DOCUMENT EXCERPT:
● ● ● ●
Demonizing in Israel-Gaza conflict won’t bring peace

August 13, 2018 GMT

Imagine you live in Huntington. Then imagine that a mile away, West Huntington is shooting rockets in your general direction. Fortunately, there are air raid sirens to give you warning when a rocket is launched, and you have 5 seconds to find shelter. You never know when this is going to happen, so every conceivable shelter is a bomb shelter: bus stops, parts of the playground, and of course every building.

However, a walk along Four Pole Creek would be foolhardy. There is also a fence between us, but the people on the other side build tunnels under the fence and periodically try to break through with the stated aim of getting rid of Huntingtonians. Fortunately — from one point of view at least — the National Guard is on this side and bombs the other side during especially difficult times.

A visitor to Sederot, an Israeli town less than a mile from Gaza City, will find that this is the very situation in which these Israelis live. There is a certain toll that comes from living under constant threat. The children have the most difficulty. There is a special counseling center there which offers them therapy, assisted by caring for small animals: rabbits, birds and guinea pigs.

“What about the children of Gaza,” we hope you ask. A former mayor of Sederot said, “I feel bad for the children that live here in Sederot, but I also feel pain for the children that live on the other side... This situation is because of the behavior of the leaders of the terror organizations.”

We rabbis are moved to write this as a response to a book review published in The Herald-Dispatch on Thursday, Aug. 2. It was incredibly one-sided, myopic and simplistic — blaming Israel for every hardship. Israel is not blameless in the tragedy of the Palestinian people, but neither is it solely responsible. We could respond to every point but will content ourselves with just one.
● ● ● ●
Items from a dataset
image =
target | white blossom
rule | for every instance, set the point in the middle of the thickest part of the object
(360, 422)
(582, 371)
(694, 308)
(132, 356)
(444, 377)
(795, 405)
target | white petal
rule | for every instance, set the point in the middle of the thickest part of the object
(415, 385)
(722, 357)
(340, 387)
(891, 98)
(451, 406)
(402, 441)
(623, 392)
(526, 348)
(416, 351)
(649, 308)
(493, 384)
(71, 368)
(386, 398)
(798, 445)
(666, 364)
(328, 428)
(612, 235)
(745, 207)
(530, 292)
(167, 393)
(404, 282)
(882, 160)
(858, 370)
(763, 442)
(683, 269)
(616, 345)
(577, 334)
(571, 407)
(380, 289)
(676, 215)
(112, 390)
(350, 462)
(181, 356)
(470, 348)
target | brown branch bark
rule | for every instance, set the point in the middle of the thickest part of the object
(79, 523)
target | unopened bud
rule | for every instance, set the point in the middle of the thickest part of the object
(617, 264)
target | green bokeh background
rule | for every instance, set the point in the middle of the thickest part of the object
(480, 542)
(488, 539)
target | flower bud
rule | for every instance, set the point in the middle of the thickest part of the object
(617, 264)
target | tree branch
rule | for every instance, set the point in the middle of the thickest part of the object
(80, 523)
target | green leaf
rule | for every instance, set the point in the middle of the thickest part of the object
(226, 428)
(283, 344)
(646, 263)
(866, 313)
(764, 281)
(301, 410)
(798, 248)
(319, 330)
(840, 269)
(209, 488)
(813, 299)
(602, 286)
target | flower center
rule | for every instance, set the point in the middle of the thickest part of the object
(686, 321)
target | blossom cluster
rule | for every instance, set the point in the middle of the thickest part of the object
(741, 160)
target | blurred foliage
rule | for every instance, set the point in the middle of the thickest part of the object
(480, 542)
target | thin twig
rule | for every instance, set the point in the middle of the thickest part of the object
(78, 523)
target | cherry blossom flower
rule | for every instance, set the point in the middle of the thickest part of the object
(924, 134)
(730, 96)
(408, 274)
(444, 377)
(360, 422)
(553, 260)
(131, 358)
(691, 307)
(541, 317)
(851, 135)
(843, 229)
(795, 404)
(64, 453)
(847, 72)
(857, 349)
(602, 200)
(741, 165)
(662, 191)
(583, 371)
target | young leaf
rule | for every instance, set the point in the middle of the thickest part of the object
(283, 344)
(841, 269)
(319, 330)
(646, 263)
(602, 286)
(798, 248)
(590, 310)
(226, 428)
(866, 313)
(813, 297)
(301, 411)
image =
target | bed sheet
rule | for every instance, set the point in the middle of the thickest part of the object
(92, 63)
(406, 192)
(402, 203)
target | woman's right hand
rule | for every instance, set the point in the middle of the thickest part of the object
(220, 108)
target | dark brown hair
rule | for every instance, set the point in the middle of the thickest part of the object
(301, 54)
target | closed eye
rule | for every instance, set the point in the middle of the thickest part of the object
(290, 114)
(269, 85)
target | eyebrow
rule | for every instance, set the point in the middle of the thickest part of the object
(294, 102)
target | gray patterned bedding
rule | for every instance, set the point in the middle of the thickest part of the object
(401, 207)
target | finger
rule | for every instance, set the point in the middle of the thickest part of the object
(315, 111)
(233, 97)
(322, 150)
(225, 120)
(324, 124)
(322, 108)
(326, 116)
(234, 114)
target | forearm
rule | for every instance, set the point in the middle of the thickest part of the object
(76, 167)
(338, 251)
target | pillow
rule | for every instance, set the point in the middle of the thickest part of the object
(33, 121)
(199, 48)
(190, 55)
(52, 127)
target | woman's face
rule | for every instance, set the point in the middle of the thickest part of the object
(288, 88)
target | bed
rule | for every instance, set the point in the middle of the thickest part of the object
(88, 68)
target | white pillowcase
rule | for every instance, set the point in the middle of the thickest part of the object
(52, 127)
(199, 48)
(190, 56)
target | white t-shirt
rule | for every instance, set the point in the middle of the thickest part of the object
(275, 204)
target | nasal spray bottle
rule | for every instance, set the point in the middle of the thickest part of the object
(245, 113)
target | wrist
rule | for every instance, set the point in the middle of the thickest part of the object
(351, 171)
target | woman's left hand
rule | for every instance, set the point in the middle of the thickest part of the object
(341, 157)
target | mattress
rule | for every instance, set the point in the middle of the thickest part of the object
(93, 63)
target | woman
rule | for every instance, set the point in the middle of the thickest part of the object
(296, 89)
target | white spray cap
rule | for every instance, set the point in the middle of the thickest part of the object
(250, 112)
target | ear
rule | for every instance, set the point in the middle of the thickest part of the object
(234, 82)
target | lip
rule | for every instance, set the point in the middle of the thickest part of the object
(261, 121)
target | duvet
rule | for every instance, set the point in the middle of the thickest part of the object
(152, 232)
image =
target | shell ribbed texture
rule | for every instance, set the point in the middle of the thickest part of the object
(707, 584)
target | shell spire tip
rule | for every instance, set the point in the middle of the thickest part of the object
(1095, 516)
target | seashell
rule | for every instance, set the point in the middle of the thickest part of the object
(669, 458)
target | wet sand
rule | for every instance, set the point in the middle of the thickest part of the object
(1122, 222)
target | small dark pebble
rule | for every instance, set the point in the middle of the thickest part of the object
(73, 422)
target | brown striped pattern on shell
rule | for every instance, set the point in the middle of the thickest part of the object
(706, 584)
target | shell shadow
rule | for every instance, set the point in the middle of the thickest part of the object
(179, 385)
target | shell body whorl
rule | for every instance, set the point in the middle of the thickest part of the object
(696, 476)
● ● ● ●
STUDY QUESTIONS:
A: Rewrite the stretch of the op-ed on the Israel-Gaza conflict from "August 13, 2018" through "especially difficult times.", replacing "National Guard" with "state militia".
B: According to the op-ed on the Israel-Gaza conflict, why is every conceivable place, such as bus stops and parts of the playground, treated as a bomb shelter in the imagined Huntington scenario?
The records have nothing to do with this.

EXPECTED OUTPUTS:
A:
August 13, 2018 GMT

Imagine you live in Huntington. Then imagine that a mile away, West Huntington is shooting rockets in your general direction. Fortunately, there are air raid sirens to give you warning when a rocket is launched, and you have 5 seconds to find shelter. You never know when this is going to happen, so every conceivable shelter is a bomb shelter: bus stops, parts of the playground, and of course every building.

However, a walk along Four Pole Creek would be foolhardy. There is also a fence between us, but the people on the other side build tunnels under the fence and periodically try to break through with the stated aim of getting rid of Huntingtonians. Fortunately — from one point of view at least — the state militia is on this side and bombs the other side during especially difficult times.

B: You never know when a rocket will be launched, and the sirens give only 5 seconds to find shelter. So every conceivable shelter has to serve as a bomb shelter.